# Things to do
A. Answer these questions from the excerpt on sports gambling, one per line:
(i) Which two leagues does the writer name between coughs?
(ii) Who suspended Paul Hornung and Alex Karras for gambling?
(iii) What has been proposed right outside Wrigley Field?
B. Revise the excerpt on sports gambling from the words "From the Black" through the words "each his own.", replacing "Wrigley Field" with "Fenway Park".

# Excerpt
====

For some reason, when Jamie crowed about all us winners out there hittin' the overs, and hittin' the unders, and coverin' those spreads, I thought, "But what if you don't?"
No one ever talks about that part of it. And it never popped up in my head before, either, mainly because of that whole landscape thing.
Sportsbook ads continually airing during sporting events; leagues -- (cough) NFL, MLB (cough) -- that used to flee from any mention of gambling now embracing it wholeheartedly; major sports media entities devoting entire blocks of programming to Vegas touts. It's all just become kind of, well, normal.
I know, I know. I'm old, I'm cranky, I'm shaking my bony fist and shouting why can't it be 1965 again, dadburn it. Meanwhile, America is telling me gambling and sports have a cozy synergy now, gramps. Get used to it.
And yet ...
And yet, I still can't help wondering how we got from there to here.
From the Black Sox and Pete Rose being cast into outer darkness for consorting with gamblers, to a proposed two-story sportsbook right outside Wrigley Field. From Pete Rozelle suspending Paul Hornung and Alex Karras for gambling, to the NFL having a franchise in Vegas and gambling lines (and sportsbook ads) becoming a key component in driving the product.
Now, let me stop right here and say this is not some gambling Carrie Nation talking, wielding an ax at the first sniff of an over-under. Betting's never been my thing, but I've never been against it, either. You want to plunk your folding green down on an animal with a brain the size of a walnut, or on goofy pro athletes and even goofier college kids, have at it. To each his own.

====

# Provided material
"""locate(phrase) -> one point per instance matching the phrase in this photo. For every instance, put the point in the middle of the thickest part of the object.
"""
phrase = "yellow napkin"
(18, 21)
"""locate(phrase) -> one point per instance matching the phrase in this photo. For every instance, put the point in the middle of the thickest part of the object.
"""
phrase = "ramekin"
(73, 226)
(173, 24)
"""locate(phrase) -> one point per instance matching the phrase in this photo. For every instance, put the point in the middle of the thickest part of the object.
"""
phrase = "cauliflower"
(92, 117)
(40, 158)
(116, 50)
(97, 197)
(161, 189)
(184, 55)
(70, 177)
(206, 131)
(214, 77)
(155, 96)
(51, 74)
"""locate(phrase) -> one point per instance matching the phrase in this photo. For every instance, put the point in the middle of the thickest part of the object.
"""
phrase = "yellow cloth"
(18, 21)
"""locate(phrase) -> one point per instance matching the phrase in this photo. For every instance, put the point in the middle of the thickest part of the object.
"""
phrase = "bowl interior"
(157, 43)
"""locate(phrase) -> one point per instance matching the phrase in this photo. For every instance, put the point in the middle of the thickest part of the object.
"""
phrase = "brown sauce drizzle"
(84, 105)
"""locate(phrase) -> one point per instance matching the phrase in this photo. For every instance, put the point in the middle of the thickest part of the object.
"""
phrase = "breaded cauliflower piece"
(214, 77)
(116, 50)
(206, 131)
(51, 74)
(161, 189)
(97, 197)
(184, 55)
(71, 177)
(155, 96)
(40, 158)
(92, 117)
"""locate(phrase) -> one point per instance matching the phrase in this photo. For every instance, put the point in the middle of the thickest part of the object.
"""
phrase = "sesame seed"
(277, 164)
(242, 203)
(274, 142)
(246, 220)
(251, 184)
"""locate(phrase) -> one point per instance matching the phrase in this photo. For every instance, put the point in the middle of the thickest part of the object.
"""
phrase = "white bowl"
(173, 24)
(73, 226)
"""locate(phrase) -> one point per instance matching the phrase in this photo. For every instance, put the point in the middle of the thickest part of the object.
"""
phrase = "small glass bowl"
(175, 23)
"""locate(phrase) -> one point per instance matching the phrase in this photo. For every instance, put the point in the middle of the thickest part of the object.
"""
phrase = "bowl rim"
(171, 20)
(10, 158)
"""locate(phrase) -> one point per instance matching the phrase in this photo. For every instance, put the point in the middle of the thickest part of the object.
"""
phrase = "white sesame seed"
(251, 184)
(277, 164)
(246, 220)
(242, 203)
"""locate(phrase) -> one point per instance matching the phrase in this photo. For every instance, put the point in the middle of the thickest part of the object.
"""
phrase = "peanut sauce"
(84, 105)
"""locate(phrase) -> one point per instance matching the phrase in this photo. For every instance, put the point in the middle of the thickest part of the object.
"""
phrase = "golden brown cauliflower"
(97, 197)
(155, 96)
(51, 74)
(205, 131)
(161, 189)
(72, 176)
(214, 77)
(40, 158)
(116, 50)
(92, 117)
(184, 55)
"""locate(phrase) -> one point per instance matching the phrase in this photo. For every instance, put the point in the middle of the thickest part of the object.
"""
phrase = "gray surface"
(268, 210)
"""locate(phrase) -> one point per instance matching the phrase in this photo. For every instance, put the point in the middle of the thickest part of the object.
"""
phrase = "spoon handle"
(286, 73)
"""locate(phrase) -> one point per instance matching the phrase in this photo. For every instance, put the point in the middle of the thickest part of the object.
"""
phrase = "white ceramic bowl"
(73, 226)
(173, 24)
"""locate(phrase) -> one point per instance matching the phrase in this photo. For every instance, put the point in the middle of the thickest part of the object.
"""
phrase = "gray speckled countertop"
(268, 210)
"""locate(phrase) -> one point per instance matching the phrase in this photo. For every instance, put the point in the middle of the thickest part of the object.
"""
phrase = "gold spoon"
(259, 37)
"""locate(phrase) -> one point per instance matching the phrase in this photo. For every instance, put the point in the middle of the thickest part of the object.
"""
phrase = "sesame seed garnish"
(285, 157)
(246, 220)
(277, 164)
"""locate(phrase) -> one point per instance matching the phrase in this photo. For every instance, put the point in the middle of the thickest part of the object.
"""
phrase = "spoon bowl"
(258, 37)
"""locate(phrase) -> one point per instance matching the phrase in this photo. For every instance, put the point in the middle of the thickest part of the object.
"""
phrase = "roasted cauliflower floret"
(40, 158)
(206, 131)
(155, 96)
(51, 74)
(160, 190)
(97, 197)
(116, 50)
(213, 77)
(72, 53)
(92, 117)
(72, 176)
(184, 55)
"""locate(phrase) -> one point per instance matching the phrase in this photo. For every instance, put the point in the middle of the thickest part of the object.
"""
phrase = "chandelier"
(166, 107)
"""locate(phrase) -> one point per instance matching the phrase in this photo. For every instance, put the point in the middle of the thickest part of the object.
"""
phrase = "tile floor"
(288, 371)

====

# Responses to the tasks
A.
(i) The NFL and MLB
(ii) Pete Rozelle
(iii) A two-story sportsbook

B.
From the Black Sox and Pete Rose being cast into outer darkness for consorting with gamblers, to a proposed two-story sportsbook right outside Fenway Park. From Pete Rozelle suspending Paul Hornung and Alex Karras for gambling, to the NFL having a franchise in Vegas and gambling lines (and sportsbook ads) becoming a key component in driving the product.
Now, let me stop right here and say this is not some gambling Carrie Nation talking, wielding an ax at the first sniff of an over-under. Betting's never been my thing, but I've never been against it, either. You want to plunk your folding green down on an animal with a brain the size of a walnut, or on goofy pro athletes and even goofier college kids, have at it. To each his own.